Article.
Similar talk has been heard from other eco groups, though they always clarify that they don't mean the earthquake in the Indian Ocean was caused by global warming, er, exactly.
Note that all the rhetorical work here is done by the "er, exactly," which is packed with insinuation that Levey does not unpack, because she can't, because of course "eco groups" really don't mean that the earthquake was cause by global warming.After the usual round of accusation by way of dark innuendo, Levey gets to her point: Environmentalists, she says, oppose economic development, especially for poor nations. Their message:
Poor countries are unwise to aspire to join the industrialized world, and their "natural" disasters are a comeuppance for buying into the desirability of economic progress.
This is, not to put too fine a point on it, horseshit. While there are greenies who oppose development as such, they are on the fringe. (There are fewer of them than there are of, say, right wingers planning to visit the Museum of Creation.)It is retrograde types like Levey who see environmental protection and development as opposing forces. Mainstream environmentalism -- and even moreso cutting edge green thinking -- supports ecologically responsible development. They support leapfrogging, whereby developing countries use emerging technologies to bypass the grinding, earth-screwing, wealth-concentrating stages of industrialization whereby the developed world reached its current state of prosperity.

Position annotation records:
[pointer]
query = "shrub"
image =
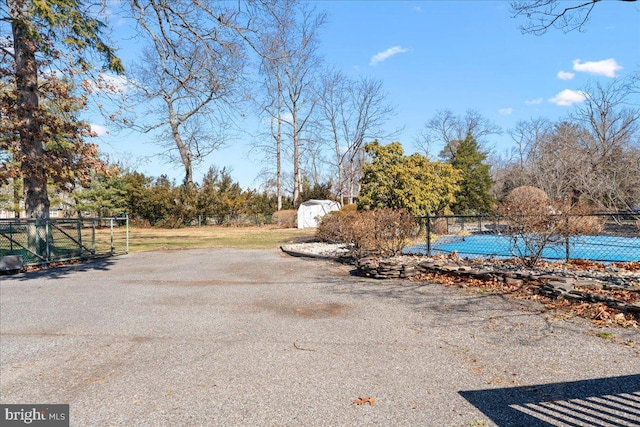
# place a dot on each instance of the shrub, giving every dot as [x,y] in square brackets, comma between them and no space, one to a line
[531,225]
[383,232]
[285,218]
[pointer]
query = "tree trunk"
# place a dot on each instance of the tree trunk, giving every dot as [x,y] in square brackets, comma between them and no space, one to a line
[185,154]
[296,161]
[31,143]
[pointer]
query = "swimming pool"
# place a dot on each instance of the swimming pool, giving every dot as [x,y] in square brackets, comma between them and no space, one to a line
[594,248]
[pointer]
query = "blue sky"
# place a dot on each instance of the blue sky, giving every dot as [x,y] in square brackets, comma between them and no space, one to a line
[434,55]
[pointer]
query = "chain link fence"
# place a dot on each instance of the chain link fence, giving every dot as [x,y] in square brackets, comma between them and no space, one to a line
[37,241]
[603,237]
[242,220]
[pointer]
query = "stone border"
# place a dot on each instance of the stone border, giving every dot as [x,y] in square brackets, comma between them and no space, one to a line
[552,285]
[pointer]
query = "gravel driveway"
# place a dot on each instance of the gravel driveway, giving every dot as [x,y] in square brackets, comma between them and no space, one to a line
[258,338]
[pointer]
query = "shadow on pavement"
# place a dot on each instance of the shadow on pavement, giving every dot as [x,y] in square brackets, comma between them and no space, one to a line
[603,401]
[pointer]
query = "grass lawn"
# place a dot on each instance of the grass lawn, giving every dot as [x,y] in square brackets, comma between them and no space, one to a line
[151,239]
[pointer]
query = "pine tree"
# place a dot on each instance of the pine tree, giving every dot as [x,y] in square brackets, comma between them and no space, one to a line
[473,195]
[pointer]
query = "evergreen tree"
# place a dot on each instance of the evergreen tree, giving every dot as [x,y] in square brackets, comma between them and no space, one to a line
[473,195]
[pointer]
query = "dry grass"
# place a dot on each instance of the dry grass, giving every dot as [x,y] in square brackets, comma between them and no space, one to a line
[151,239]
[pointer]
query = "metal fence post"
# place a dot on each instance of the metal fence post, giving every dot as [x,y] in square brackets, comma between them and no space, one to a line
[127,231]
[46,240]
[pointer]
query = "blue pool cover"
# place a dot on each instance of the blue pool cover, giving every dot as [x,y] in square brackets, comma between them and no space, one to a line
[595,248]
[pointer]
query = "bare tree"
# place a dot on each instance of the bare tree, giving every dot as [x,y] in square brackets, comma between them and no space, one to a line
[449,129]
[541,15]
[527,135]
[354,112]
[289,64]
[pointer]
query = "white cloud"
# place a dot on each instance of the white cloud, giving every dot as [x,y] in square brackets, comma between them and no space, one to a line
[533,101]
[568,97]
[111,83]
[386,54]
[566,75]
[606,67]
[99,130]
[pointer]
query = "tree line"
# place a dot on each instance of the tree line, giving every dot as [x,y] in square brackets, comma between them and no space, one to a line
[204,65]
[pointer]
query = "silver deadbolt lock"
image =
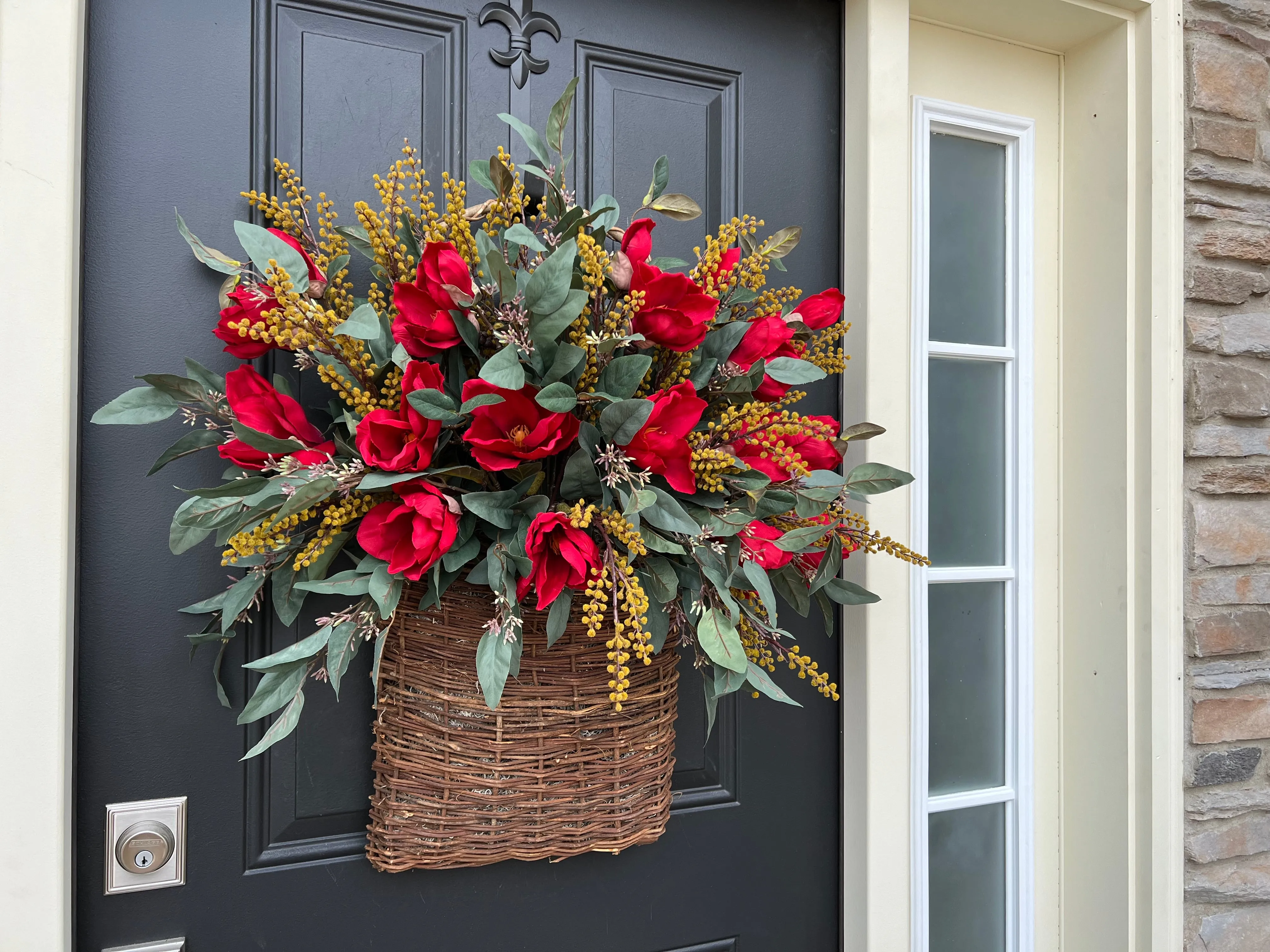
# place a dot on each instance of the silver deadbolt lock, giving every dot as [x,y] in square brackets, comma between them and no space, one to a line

Short problem. Continue the commentary on environmentalism and economic development, picking up after its last sentence.

Response to this task.
Thinking greens recognize that economic development is crucial to protecting the earth, but they realize that there's development and then there's development. We like the kind that benefits the poor and the earth, not just elites and industry oligarchs.
That Levey can play on this outmoded opposition in a major newspaper is not only her failing -- it is a failure of environmentalists to be more consistent and vocal in their message of hope and progress.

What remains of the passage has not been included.